Aim:
Put every line of the items below into a Markdown table with two columns, No. for the row number and Line for the text, skipping any blank lines. Leave the pictures out.

Input material:
·····
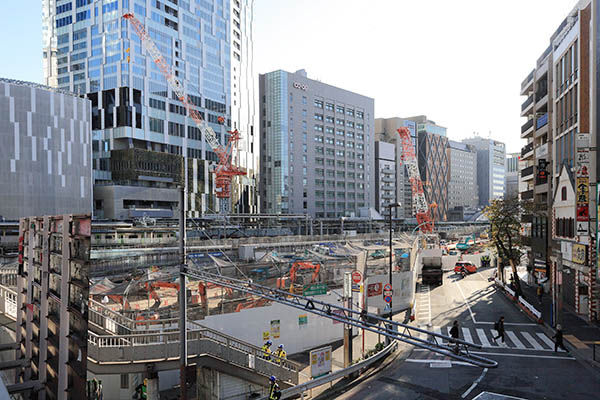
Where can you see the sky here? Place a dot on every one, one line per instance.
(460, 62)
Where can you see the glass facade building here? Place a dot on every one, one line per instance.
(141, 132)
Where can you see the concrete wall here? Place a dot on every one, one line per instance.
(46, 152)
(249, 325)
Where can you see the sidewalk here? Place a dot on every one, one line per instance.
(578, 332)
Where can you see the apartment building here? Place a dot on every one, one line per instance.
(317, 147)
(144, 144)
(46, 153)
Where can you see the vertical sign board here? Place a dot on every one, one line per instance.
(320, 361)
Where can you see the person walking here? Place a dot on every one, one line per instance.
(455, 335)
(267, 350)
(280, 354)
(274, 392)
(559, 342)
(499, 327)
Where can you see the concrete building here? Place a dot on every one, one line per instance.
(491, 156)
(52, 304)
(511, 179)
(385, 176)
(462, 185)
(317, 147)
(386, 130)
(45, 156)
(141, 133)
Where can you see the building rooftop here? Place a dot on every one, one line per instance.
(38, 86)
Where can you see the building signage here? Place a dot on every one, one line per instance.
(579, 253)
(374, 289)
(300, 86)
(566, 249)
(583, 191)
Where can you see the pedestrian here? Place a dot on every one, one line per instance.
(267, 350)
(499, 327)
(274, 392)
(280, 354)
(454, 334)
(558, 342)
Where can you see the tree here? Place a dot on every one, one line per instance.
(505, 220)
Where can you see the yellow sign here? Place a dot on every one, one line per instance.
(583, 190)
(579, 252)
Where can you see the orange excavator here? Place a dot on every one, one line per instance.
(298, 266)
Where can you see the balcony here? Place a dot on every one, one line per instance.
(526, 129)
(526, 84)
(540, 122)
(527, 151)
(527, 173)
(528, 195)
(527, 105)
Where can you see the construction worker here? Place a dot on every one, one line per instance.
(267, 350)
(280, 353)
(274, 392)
·····
The response:
| No. | Line |
|---|---|
| 1 | Where can you see the sky here? Place a dot on every one, one line per instance. |
| 2 | (460, 62) |
| 3 | Where can you see the glass facade building here? Place a dot on every one, one line per instance. |
| 4 | (141, 132) |
| 5 | Where can you see the concrete wall here? Place a dot on every one, one line per instance. |
| 6 | (46, 152) |
| 7 | (249, 325) |
| 8 | Where can you see the sidewalk here? Place a dot on every one, one line per instance. |
| 9 | (578, 332) |
| 10 | Where can you see the apartment building here? Place a dot on every one, one line per instance. |
| 11 | (317, 147) |
| 12 | (144, 144) |
| 13 | (46, 153) |
| 14 | Where can you see the vertical sign board here? Place a dot on every one, one line per instance. |
| 15 | (320, 361) |
| 16 | Where can you see the person walking here? Place a dot on every one, one line per instance. |
| 17 | (455, 335) |
| 18 | (267, 350) |
| 19 | (280, 354) |
| 20 | (274, 392) |
| 21 | (559, 342) |
| 22 | (499, 327) |
| 23 | Where can you see the concrete building here? Place a dot on every one, one line per instance. |
| 24 | (491, 156) |
| 25 | (52, 304) |
| 26 | (511, 179) |
| 27 | (385, 176) |
| 28 | (462, 185) |
| 29 | (317, 147) |
| 30 | (386, 130) |
| 31 | (45, 156) |
| 32 | (141, 133) |
| 33 | Where can you see the building rooftop here? Place a dot on every one, one line per instance. |
| 34 | (38, 86) |
| 35 | Where can you see the building signage here? Place a dot on every one, one line per instance. |
| 36 | (579, 253) |
| 37 | (374, 289) |
| 38 | (300, 86) |
| 39 | (566, 249) |
| 40 | (583, 191) |
| 41 | Where can you see the pedestrian here? Place a dot on every one, one line per instance. |
| 42 | (267, 350) |
| 43 | (499, 327) |
| 44 | (274, 392) |
| 45 | (280, 354) |
| 46 | (454, 334) |
| 47 | (558, 342) |
| 48 | Where can you see the tree here? Place a dot on every one, one line per instance. |
| 49 | (505, 220) |
| 50 | Where can you see the yellow sign here? Place a dot on every one, one line per instance. |
| 51 | (583, 190) |
| 52 | (579, 252) |
| 53 | Where can you see the orange excavator here? Place a dot on every one, one line per instance. |
| 54 | (298, 266) |
| 55 | Where can you see the balcony here? Place a dot on every one, one line per instance. |
| 56 | (526, 129) |
| 57 | (526, 84) |
| 58 | (540, 122) |
| 59 | (527, 151) |
| 60 | (527, 173) |
| 61 | (528, 195) |
| 62 | (527, 105) |
| 63 | Where can you see the construction worker here? Place a dot on every one, one line per instance. |
| 64 | (267, 350) |
| 65 | (280, 353) |
| 66 | (274, 392) |